[DATA]

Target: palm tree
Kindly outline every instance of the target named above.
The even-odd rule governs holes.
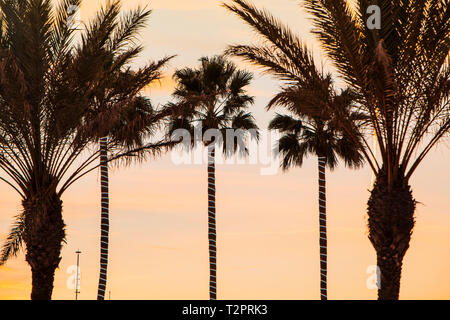
[[[190,134],[186,145],[202,142],[208,150],[208,240],[210,267],[210,299],[217,299],[217,245],[216,245],[216,148],[222,147],[225,155],[239,149],[245,153],[242,133],[233,135],[235,130],[253,130],[250,134],[257,139],[257,125],[251,113],[246,112],[253,104],[253,97],[246,94],[252,74],[237,70],[236,66],[221,56],[200,59],[198,69],[184,68],[175,72],[177,87],[174,97],[177,102],[168,106],[184,106],[184,114],[173,117],[169,124],[169,134],[177,129],[185,129]],[[195,125],[201,126],[201,138],[196,138]],[[203,138],[203,139],[202,139]],[[231,140],[233,139],[233,140]]]
[[[165,63],[165,62],[164,62]],[[161,75],[158,74],[160,66],[155,66],[155,80]],[[122,92],[123,93],[123,92]],[[101,192],[101,236],[100,236],[100,274],[97,299],[104,300],[106,292],[106,280],[108,269],[108,249],[109,249],[109,160],[108,160],[108,140],[123,145],[130,150],[139,150],[145,146],[145,150],[153,154],[160,154],[164,149],[170,148],[176,143],[162,142],[156,144],[145,144],[146,138],[152,137],[156,129],[160,128],[166,117],[167,111],[156,112],[150,100],[143,96],[136,96],[134,99],[120,101],[120,99],[109,100],[111,106],[117,103],[128,103],[130,106],[127,114],[121,115],[121,121],[110,132],[110,137],[99,139],[100,152],[100,192]]]
[[[352,95],[349,90],[336,95],[330,76],[322,79],[324,90],[317,90],[315,83],[288,85],[269,103],[285,107],[293,115],[276,114],[269,129],[283,133],[279,140],[282,154],[282,168],[301,166],[309,154],[317,156],[319,171],[319,246],[320,246],[320,297],[327,300],[327,216],[326,216],[326,175],[325,168],[333,170],[338,158],[349,167],[357,168],[363,164],[363,157],[333,117],[327,114],[324,104],[341,104],[350,113]],[[351,114],[355,121],[364,120],[358,113]]]
[[[139,46],[126,45],[132,38],[118,19],[120,1],[108,2],[75,45],[68,12],[79,5],[79,0],[63,0],[55,8],[51,0],[0,1],[0,168],[7,175],[0,179],[17,191],[23,207],[0,263],[24,243],[32,272],[31,298],[37,300],[51,299],[61,259],[62,195],[98,168],[100,152],[91,151],[92,146],[115,132],[123,116],[134,112],[136,92],[159,77],[159,63],[135,72],[126,69],[133,81],[114,88],[128,103],[111,108],[99,103],[96,98],[104,92],[104,72],[112,70],[111,61],[124,70]],[[146,123],[158,113],[146,116]],[[167,145],[161,141],[129,148],[111,139],[108,161],[140,158],[144,151],[157,152]]]
[[[110,59],[104,64],[105,70],[99,79],[92,112],[114,110],[117,105],[128,104],[127,114],[121,115],[121,121],[111,133],[115,143],[127,148],[139,148],[144,144],[146,135],[151,136],[161,124],[165,115],[156,115],[150,100],[139,95],[139,91],[150,82],[161,78],[161,68],[172,58],[167,57],[153,66],[151,81],[141,82],[127,64],[141,51],[141,46],[134,45],[139,31],[145,27],[151,10],[138,8],[128,12],[118,23],[122,39],[109,46]],[[165,145],[164,145],[165,146]],[[109,173],[108,173],[108,137],[99,139],[100,184],[101,184],[101,237],[100,237],[100,274],[97,299],[104,300],[106,291],[108,248],[109,248]],[[157,151],[157,147],[153,151]]]
[[[306,48],[267,12],[246,1],[227,5],[262,34],[267,46],[235,46],[232,52],[289,80],[308,72]],[[409,181],[450,129],[448,0],[378,1],[381,28],[369,29],[371,3],[304,0],[314,34],[340,79],[356,93],[357,111],[369,117],[380,159],[339,105],[327,104],[376,175],[368,201],[369,239],[381,272],[378,298],[399,298],[403,258],[414,228],[416,202]],[[271,51],[267,51],[271,49]]]

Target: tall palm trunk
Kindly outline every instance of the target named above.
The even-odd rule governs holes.
[[[31,299],[50,300],[65,238],[62,201],[56,192],[52,192],[31,196],[22,205],[25,211],[25,258],[32,274]]]
[[[377,252],[381,272],[379,300],[398,300],[403,257],[414,228],[415,200],[403,177],[389,187],[386,175],[377,175],[368,201],[369,239]]]
[[[108,138],[100,139],[100,184],[101,184],[101,235],[100,235],[100,276],[97,300],[105,300],[106,276],[108,271],[109,246],[109,180],[108,180]]]
[[[215,142],[208,146],[208,240],[209,240],[209,298],[217,299],[216,246],[216,165]]]
[[[327,300],[327,199],[326,199],[326,157],[319,156],[319,245],[320,245],[320,299]]]

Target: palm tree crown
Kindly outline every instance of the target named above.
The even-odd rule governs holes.
[[[325,79],[330,82],[330,78]],[[358,147],[345,134],[339,124],[327,114],[323,104],[345,105],[354,121],[362,122],[363,115],[350,110],[352,94],[343,90],[335,95],[331,87],[328,96],[317,90],[290,85],[284,87],[269,103],[268,108],[283,106],[290,114],[276,114],[269,129],[277,129],[284,135],[279,141],[279,151],[283,155],[282,168],[301,166],[309,154],[324,157],[330,169],[334,169],[338,159],[342,159],[350,168],[363,164],[363,156]]]
[[[202,134],[215,129],[226,140],[228,129],[257,129],[253,116],[246,111],[254,102],[253,97],[245,92],[245,87],[253,78],[252,74],[237,70],[233,63],[222,56],[203,57],[200,64],[199,69],[185,68],[174,74],[177,87],[173,95],[178,102],[168,107],[183,105],[184,114],[171,121],[169,132],[186,129],[194,138],[195,125],[201,125]],[[211,141],[204,142],[208,144]],[[237,144],[238,141],[235,142]],[[224,151],[225,145],[223,143]]]
[[[450,129],[448,0],[381,1],[381,29],[367,27],[369,1],[358,1],[355,11],[343,0],[303,2],[313,32],[370,117],[381,162],[368,141],[366,160],[388,185],[407,183]],[[353,135],[351,121],[332,111]]]

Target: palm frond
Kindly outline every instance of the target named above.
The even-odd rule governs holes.
[[[270,45],[230,46],[226,54],[240,56],[247,61],[263,66],[267,72],[284,76],[290,80],[298,77],[316,77],[317,68],[311,52],[292,31],[272,16],[247,1],[233,0],[223,6],[244,20]],[[291,78],[292,80],[292,78]]]
[[[368,57],[363,27],[352,14],[346,0],[303,0],[306,10],[313,16],[317,35],[335,67],[349,85],[365,83]],[[373,54],[371,52],[370,54]],[[364,87],[359,87],[365,90]]]
[[[25,217],[23,214],[16,216],[6,242],[0,253],[0,266],[4,265],[11,257],[17,256],[23,246],[23,233],[25,232]]]
[[[137,35],[146,26],[152,10],[138,7],[121,17],[113,36],[110,38],[109,50],[120,52],[122,48],[134,46]]]
[[[308,154],[308,145],[300,143],[298,135],[288,133],[283,135],[275,148],[282,156],[281,168],[286,171],[291,167],[301,167]]]
[[[81,0],[61,0],[53,13],[54,23],[52,26],[51,54],[52,60],[57,62],[61,55],[70,50],[72,36],[76,31],[70,25],[70,20],[77,14]]]
[[[270,130],[299,134],[303,128],[303,122],[291,116],[277,113],[269,124]]]

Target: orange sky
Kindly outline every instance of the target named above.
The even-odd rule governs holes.
[[[87,19],[101,1],[85,0]],[[216,0],[124,1],[154,9],[143,33],[143,63],[178,54],[168,79],[151,89],[156,103],[169,99],[176,68],[194,66],[202,55],[256,36]],[[283,18],[315,49],[310,24],[294,0],[256,0]],[[317,51],[318,52],[318,51]],[[320,57],[320,53],[317,53]],[[239,63],[243,66],[242,63]],[[252,71],[254,69],[250,68]],[[278,84],[255,73],[250,88],[261,127],[271,117],[265,104]],[[404,260],[402,299],[450,298],[448,141],[440,144],[412,179],[416,228]],[[319,235],[316,159],[273,176],[260,166],[218,165],[219,299],[318,299]],[[368,168],[327,172],[330,299],[375,299],[366,270],[376,264],[367,239]],[[111,242],[108,288],[112,299],[207,299],[207,174],[204,165],[172,163],[170,155],[111,175]],[[92,173],[63,197],[67,245],[56,272],[54,299],[73,299],[67,269],[81,255],[81,299],[95,299],[99,270],[99,177]],[[19,198],[0,184],[0,239],[20,210]],[[0,267],[0,299],[28,299],[31,274],[21,254]]]

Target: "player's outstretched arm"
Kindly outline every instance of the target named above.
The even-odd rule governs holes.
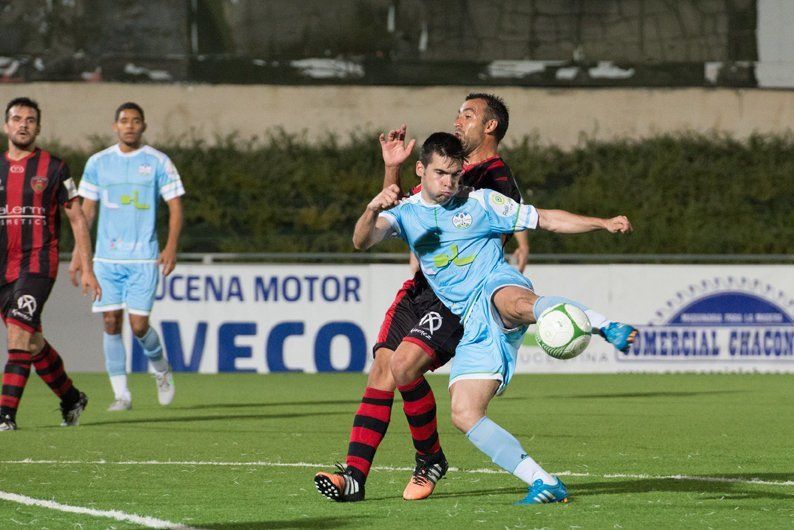
[[[387,134],[381,134],[378,140],[380,141],[380,151],[383,155],[383,163],[385,165],[385,174],[383,176],[383,189],[391,185],[400,186],[400,168],[403,163],[408,160],[413,152],[415,139],[411,139],[405,143],[406,133],[408,127],[403,124],[399,129],[393,129]]]
[[[94,218],[96,217],[96,201],[92,201],[91,199],[83,199],[83,217],[85,217],[86,227],[88,229],[88,233],[91,233],[91,226],[94,224]],[[72,250],[72,261],[69,263],[69,279],[72,281],[72,285],[77,287],[80,285],[80,274],[83,269],[83,262],[80,258],[80,249],[77,246],[77,241],[75,241],[74,249]]]
[[[610,219],[600,217],[588,217],[565,210],[542,210],[538,211],[538,228],[557,232],[559,234],[582,234],[593,230],[607,230],[610,233],[619,232],[626,234],[633,230],[628,218],[618,215]]]
[[[160,252],[160,265],[163,266],[163,276],[168,276],[176,267],[176,251],[179,246],[179,235],[182,233],[182,199],[175,197],[166,202],[168,205],[168,241]]]
[[[68,205],[67,205],[68,206]],[[91,264],[91,235],[88,232],[88,223],[83,215],[83,210],[77,205],[71,208],[64,208],[69,224],[72,225],[72,233],[80,255],[80,268],[82,269],[81,281],[83,294],[91,293],[91,300],[97,301],[102,298],[102,289],[94,276],[94,267]]]
[[[358,218],[353,230],[353,246],[356,250],[366,250],[386,239],[392,230],[391,224],[378,215],[393,208],[400,202],[400,188],[390,185],[378,193]]]

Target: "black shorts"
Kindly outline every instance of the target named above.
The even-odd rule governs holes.
[[[55,280],[48,276],[20,276],[0,286],[0,308],[6,326],[14,324],[31,333],[41,331],[41,311]]]
[[[447,309],[418,272],[403,284],[386,311],[372,352],[374,355],[380,348],[394,351],[402,341],[412,342],[432,357],[430,369],[435,370],[455,356],[461,337],[460,318]]]

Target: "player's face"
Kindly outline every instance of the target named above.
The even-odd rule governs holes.
[[[416,174],[422,179],[422,196],[427,202],[443,204],[458,192],[461,163],[452,158],[433,154],[427,166],[416,163]]]
[[[124,109],[119,113],[119,119],[113,124],[113,130],[119,137],[119,142],[131,148],[141,145],[141,137],[146,130],[146,122],[141,113],[135,109]]]
[[[463,144],[466,154],[470,154],[482,144],[485,139],[486,119],[485,113],[488,106],[485,100],[470,99],[464,101],[458,110],[458,117],[455,119],[455,136]]]
[[[3,132],[9,143],[17,149],[29,149],[39,135],[39,114],[36,109],[16,105],[8,109],[8,119],[3,124]]]

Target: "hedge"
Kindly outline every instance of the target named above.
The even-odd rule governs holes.
[[[355,221],[382,181],[376,138],[362,133],[312,143],[276,132],[250,140],[231,135],[213,144],[183,139],[156,146],[172,158],[188,191],[181,250],[352,252]],[[95,150],[106,146],[95,143]],[[80,174],[90,152],[51,147]],[[524,138],[502,155],[525,202],[597,216],[625,214],[635,227],[630,236],[533,232],[533,252],[782,254],[794,249],[790,135],[744,141],[694,133],[642,141],[583,139],[572,150]],[[409,166],[404,182],[414,183]],[[160,215],[166,210],[160,208]],[[70,234],[65,239],[70,244]],[[404,248],[390,241],[376,250]]]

[/DATA]

▶ [EXERCISE AIM]: The answer should be one number: how many lines of the data above contain "palm".

▶ [FINISHED EXERCISE]: 4